- Your task -
A word-for-word printout of the listing below is needed.

- Exercise data -
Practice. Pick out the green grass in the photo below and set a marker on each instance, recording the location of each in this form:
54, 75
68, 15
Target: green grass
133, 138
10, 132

- Finished exercise -
Practice. Pick out the green grass in the photo below and set a marker on each instance, recording the location of each in this form:
54, 75
68, 15
Target: green grass
133, 138
10, 132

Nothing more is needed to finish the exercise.